▶ [Exercise]:
Reproduce the rows below verbatim, line for line, and omit the pictures from the output.

━━━━━━━━━━

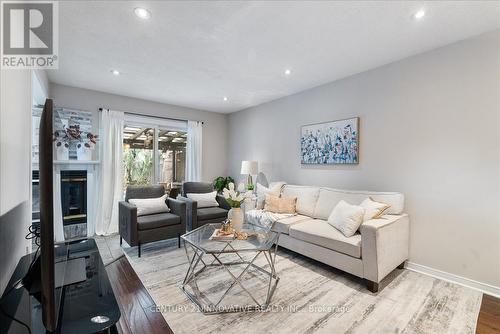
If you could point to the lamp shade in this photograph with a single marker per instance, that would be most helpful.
(249, 167)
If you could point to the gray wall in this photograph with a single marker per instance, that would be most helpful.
(214, 128)
(15, 159)
(429, 128)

━━━━━━━━━━

▶ [Worked answer]:
If you could point to the lamp shade in this photograph with a single marker per instance, that would be most helpful.
(249, 167)
If you could point to the gray wall in this photograph with a single marker per instance, that would be most helpful.
(214, 128)
(15, 159)
(429, 128)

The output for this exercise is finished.